Exercise description
Rewrite every line of the records below as a numbered list, leaving out any blank lines.

Information shown
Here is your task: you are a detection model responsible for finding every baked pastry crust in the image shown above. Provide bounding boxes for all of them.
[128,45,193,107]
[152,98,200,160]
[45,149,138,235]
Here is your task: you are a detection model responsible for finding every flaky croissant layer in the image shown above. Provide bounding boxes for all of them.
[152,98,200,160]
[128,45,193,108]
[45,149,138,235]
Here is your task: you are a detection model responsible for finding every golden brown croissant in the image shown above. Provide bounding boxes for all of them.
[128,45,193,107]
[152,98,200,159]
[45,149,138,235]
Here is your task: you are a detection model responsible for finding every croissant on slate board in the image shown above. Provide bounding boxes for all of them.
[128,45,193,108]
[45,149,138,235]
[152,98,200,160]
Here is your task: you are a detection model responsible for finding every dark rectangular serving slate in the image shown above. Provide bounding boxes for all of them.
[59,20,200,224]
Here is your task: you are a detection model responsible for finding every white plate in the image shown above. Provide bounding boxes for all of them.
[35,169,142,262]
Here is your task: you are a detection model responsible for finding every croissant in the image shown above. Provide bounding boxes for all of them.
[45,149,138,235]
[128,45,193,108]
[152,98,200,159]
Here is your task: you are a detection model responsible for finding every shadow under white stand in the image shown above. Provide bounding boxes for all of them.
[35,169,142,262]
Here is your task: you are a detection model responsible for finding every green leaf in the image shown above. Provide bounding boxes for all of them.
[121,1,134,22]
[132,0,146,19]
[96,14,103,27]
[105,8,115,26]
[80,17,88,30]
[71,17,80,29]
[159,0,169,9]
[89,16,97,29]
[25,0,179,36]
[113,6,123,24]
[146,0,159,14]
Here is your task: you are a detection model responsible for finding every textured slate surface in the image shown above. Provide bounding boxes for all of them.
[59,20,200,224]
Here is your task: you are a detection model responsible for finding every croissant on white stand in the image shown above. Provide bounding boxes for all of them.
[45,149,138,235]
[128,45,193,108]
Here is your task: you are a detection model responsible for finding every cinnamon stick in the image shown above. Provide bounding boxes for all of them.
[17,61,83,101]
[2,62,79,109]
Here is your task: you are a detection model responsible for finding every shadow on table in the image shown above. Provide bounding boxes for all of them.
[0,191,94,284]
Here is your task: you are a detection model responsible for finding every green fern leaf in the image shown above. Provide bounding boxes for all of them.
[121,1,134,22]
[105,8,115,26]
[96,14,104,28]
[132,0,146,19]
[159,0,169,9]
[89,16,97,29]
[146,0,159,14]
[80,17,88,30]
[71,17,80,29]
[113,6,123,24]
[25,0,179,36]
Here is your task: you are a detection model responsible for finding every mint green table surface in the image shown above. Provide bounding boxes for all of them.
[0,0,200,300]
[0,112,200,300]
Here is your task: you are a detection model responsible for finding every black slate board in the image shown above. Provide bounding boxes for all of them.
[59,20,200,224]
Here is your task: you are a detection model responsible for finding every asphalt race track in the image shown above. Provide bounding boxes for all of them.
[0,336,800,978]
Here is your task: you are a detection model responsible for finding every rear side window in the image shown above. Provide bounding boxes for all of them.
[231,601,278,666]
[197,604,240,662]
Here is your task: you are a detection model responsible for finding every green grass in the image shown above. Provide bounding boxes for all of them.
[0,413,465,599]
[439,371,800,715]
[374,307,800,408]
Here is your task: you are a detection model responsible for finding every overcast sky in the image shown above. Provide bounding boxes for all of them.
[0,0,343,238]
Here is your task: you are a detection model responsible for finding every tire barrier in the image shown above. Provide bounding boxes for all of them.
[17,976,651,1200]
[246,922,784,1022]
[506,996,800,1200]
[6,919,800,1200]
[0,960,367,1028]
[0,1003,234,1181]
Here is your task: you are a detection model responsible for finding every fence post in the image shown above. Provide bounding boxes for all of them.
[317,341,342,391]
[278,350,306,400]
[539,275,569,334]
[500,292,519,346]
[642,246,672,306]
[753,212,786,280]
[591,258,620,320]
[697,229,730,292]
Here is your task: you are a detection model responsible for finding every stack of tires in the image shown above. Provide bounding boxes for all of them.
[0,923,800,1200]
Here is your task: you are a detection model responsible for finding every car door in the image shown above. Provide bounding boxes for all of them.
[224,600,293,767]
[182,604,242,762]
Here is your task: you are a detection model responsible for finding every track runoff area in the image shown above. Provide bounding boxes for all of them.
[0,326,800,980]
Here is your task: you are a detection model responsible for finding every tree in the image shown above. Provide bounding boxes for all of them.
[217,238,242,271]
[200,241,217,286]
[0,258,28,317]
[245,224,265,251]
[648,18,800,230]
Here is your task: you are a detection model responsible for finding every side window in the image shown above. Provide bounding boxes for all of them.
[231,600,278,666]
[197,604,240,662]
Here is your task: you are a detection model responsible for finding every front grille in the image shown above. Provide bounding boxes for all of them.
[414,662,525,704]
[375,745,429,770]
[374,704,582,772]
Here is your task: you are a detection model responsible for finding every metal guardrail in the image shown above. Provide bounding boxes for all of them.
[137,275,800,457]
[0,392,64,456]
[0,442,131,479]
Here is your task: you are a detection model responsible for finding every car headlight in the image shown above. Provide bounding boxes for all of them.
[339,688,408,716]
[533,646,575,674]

Response to this task
1. Here is your task: you are a detection model responsible for finding every baked pastry crust in the image shown above. Provide bounding boxes for all of them.
2. [128,45,193,107]
3. [152,98,200,160]
4. [45,149,138,235]
5. Here is your task: you are a detection model responsible for finding every flaky croissant layer in the image shown above. Provide bounding boxes for all of them.
6. [152,98,200,160]
7. [128,45,193,108]
8. [45,149,138,235]
9. Here is your task: you are a detection model responsible for finding every golden brown croissant in the image shown above. Provide bounding boxes for all of them.
10. [128,45,193,107]
11. [152,98,200,159]
12. [45,149,138,235]
13. Here is your task: you are a detection model responsible for finding every croissant on slate board in the image shown above. Provide bounding boxes for all of them.
14. [128,45,193,108]
15. [45,149,138,235]
16. [152,98,200,160]
17. Here is your task: you are a detection model responsible for finding every dark rectangular serving slate in the image shown above. Provide bounding boxes for all of them.
18. [59,20,200,224]
19. Here is your task: you are a detection model responsible for finding every white plate in the image shown above. Provide bounding boxes for all of them.
20. [35,169,142,262]
21. Here is your task: you are a detection model responsible for finding every croissant in the image shown above. Provide bounding boxes for all of them.
22. [45,149,138,235]
23. [128,45,193,108]
24. [152,98,200,159]
25. Here is your task: you are a detection model responsible for finding every shadow under white stand in the image shown above. Provide bounding boxes for all of them.
26. [35,169,142,262]
27. Here is your task: you are a detection model responsible for finding every green leaf in the image shown above. Provide bounding boxes for all of them.
28. [121,1,134,22]
29. [132,0,146,19]
30. [96,14,103,27]
31. [105,8,115,26]
32. [80,17,88,30]
33. [71,17,80,29]
34. [159,0,169,9]
35. [89,16,97,29]
36. [25,0,179,36]
37. [113,6,123,24]
38. [146,0,159,14]
39. Here is your task: you are a detection model responsible for finding every textured slate surface in the image shown above. Provide bounding boxes for all of them.
40. [59,20,200,224]
41. Here is your task: you are a detection model responsible for finding every croissant on white stand in the image shown above. Provide bounding boxes for all of them.
42. [45,149,138,235]
43. [128,45,193,108]
44. Here is your task: you are a detection model responsible for finding every cinnamon stick in the image shown above. Provide bounding boxes for all of them.
45. [17,61,83,101]
46. [2,62,79,109]
47. Here is your task: you are a detection model responsible for finding every shadow on table in the image shown above. Provide bounding boxes for all of them.
48. [0,191,94,284]
49. Here is your task: you are a detection model responsible for finding every green fern leaf in the image shown above. Provide bounding boxes for all of them.
50. [121,1,134,22]
51. [105,8,115,26]
52. [96,14,104,28]
53. [132,0,146,19]
54. [159,0,169,9]
55. [89,16,97,29]
56. [146,0,159,14]
57. [80,17,88,30]
58. [71,17,80,29]
59. [113,6,123,24]
60. [25,0,179,36]
61. Here is your task: you are a detection model responsible for finding every mint green table surface in the image shown above. Provide bounding boxes for all of them.
62. [0,0,200,300]
63. [0,112,200,300]
64. Here is your task: you are a detection model responsible for finding every black slate board in the image shown above. Provide bounding boxes for all of them.
65. [59,20,200,224]
66. Here is your task: you are a detection model responsible for finding every asphalt race track in the image shown above. Provide bounding boxes for all of them.
67. [0,336,800,978]
68. Here is your task: you are a detection model responsible for finding every rear side window in the image shown above. Provide bounding boxes for all of them.
69. [231,601,278,666]
70. [197,604,240,662]
71. Here is your task: you are a detection model responsible for finding every green grass in the image shown above. Provide bounding boxes for all of them.
72. [0,413,465,599]
73. [439,371,800,715]
74. [374,307,800,408]
75. Here is your task: you are a detection model responsible for finding every overcast sky in the image shown above. Provide bounding boxes for all of them.
76. [0,0,343,238]
77. Here is your task: you are a detection model responsible for finding every tire barrier in the image shown above. Provide bounding boxes for all of them.
78. [17,976,651,1200]
79. [246,922,784,1022]
80. [506,996,800,1200]
81. [6,919,800,1200]
82. [0,960,367,1028]
83. [0,1003,234,1181]
84. Here is your task: you are a detection model responsible for finding every fence post in the image shown above. Provide bounding boxes for all of them.
85. [317,341,342,391]
86. [278,350,306,400]
87. [539,275,569,334]
88. [500,292,519,346]
89. [642,246,672,306]
90. [753,212,786,280]
91. [591,258,620,320]
92. [697,229,730,292]
93. Here is your task: you are a detection model responsible for finding every stack of tires in the image shown above. Provide bounding boxes for all of them.
94. [0,923,800,1200]
95. Here is your task: you are a detection model responsible for finding every car door in the image shown above. Provide bounding boxes for all of them.
96. [224,600,293,767]
97. [182,604,242,762]
98. Here is your task: you are a detection model responsible for finding every track runoff area in the image shown above. Provide bounding boxes for all of them.
99. [0,326,800,980]
100. Here is your task: you are a detection model responsible for finding every tree in the image shown above. Provide bounding boxes for all of them.
101. [217,238,242,271]
102. [200,241,217,286]
103. [0,258,28,317]
104. [245,224,265,251]
105. [648,18,800,230]
106. Here is your task: you are a detection model responsible for finding every side window in the image shown above. Provide bounding boxes for all of them.
107. [231,600,278,666]
108. [197,604,240,662]
109. Here is your task: you are a detection model responsible for finding every front grille in the image shown above. Provide bounding boxes for all of them.
110. [414,662,525,704]
111. [375,745,429,770]
112. [374,704,582,772]
113. Here is your task: you are a detection model responsible for finding every metal guardrail in the image shown above. Provide bounding boxes for all of them.
114. [137,275,800,457]
115. [0,392,64,456]
116. [0,442,131,479]
117. Here is your task: you are a detection model responsible for finding every car headlight in the image shown above. Provide bounding boxes for all of them.
118. [339,688,408,716]
119. [533,646,575,674]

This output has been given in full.